Data extracts:
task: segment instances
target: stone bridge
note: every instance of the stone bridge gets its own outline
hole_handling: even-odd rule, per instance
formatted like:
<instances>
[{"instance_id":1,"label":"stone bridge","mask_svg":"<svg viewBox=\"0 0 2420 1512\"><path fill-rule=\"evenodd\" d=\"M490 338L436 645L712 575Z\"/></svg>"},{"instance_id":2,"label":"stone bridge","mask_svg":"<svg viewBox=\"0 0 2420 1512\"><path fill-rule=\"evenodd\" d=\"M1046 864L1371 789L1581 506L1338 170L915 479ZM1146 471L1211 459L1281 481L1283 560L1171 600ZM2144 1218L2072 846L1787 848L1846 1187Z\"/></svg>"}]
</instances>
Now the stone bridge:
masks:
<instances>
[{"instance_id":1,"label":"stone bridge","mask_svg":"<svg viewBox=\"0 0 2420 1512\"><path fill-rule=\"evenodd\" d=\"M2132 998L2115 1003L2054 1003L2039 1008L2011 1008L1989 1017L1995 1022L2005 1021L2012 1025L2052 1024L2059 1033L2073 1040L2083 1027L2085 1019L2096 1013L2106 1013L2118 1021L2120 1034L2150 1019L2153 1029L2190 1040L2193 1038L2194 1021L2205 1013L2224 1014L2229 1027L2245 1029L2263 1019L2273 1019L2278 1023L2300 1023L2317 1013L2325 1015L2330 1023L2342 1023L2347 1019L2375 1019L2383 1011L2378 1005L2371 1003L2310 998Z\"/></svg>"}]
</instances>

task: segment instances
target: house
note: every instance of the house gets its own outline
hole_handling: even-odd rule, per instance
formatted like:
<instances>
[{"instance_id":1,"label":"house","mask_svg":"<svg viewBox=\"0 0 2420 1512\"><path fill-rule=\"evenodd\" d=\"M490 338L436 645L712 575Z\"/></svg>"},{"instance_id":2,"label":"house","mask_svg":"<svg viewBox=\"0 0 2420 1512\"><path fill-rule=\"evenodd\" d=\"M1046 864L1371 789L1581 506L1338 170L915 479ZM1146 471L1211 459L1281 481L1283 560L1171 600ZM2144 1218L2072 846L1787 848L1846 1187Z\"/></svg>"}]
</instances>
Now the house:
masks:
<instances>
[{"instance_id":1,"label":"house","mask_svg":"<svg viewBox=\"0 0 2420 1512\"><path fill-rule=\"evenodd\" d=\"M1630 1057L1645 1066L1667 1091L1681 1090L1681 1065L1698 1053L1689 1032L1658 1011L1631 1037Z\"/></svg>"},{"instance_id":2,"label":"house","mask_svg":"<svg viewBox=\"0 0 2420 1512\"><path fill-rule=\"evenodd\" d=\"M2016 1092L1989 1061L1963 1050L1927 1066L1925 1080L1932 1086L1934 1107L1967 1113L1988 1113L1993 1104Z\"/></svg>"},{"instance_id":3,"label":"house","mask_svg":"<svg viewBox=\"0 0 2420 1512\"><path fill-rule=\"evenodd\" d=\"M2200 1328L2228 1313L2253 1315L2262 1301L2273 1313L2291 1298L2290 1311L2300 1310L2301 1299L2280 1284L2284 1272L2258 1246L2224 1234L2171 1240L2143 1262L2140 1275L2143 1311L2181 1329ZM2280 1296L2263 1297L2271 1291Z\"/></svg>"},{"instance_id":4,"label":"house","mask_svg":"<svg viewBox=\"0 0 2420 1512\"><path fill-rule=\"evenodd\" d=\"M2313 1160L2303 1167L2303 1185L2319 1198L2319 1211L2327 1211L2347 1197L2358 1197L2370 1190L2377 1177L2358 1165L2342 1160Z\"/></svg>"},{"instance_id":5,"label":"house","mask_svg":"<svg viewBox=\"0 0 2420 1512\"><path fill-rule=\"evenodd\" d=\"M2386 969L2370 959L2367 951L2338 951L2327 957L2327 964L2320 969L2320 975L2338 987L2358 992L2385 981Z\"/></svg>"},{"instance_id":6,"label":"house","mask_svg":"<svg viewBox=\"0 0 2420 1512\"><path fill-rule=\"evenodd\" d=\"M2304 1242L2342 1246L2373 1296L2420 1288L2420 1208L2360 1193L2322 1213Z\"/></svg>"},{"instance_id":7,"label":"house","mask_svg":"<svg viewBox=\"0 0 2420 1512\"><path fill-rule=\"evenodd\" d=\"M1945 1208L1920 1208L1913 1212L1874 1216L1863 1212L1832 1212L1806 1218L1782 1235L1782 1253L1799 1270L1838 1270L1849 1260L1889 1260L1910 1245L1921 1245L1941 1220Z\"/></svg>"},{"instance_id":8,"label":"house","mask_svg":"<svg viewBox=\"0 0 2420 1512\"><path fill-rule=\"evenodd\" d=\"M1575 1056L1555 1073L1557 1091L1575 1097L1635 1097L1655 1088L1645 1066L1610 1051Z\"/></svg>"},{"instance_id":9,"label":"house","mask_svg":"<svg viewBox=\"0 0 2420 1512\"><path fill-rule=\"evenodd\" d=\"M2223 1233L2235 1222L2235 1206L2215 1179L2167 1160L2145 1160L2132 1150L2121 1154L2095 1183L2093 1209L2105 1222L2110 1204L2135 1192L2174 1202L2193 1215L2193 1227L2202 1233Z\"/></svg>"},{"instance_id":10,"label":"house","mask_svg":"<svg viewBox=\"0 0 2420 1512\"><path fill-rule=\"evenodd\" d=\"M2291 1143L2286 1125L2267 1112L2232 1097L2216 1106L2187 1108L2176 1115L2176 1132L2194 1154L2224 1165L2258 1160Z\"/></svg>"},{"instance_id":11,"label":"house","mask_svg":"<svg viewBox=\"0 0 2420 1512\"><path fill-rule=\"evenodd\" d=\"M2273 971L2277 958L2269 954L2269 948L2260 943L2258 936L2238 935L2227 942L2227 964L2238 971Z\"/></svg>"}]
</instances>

What the exercise asks:
In the entries above, find the line with "target: stone bridge" and the line with "Now the stone", then restate word for word both of them and every line between, with nothing more.

Written solution:
target: stone bridge
note: every instance of the stone bridge gets its own outline
hole_handling: even-odd rule, per instance
formatted like:
<instances>
[{"instance_id":1,"label":"stone bridge","mask_svg":"<svg viewBox=\"0 0 2420 1512\"><path fill-rule=\"evenodd\" d=\"M490 338L436 645L712 575Z\"/></svg>"},{"instance_id":2,"label":"stone bridge","mask_svg":"<svg viewBox=\"0 0 2420 1512\"><path fill-rule=\"evenodd\" d=\"M1046 864L1371 789L1581 506L1338 170L915 479ZM1146 471L1211 459L1281 481L1283 560L1171 600ZM2144 1218L2072 846L1787 848L1846 1187Z\"/></svg>"}]
</instances>
Now the stone bridge:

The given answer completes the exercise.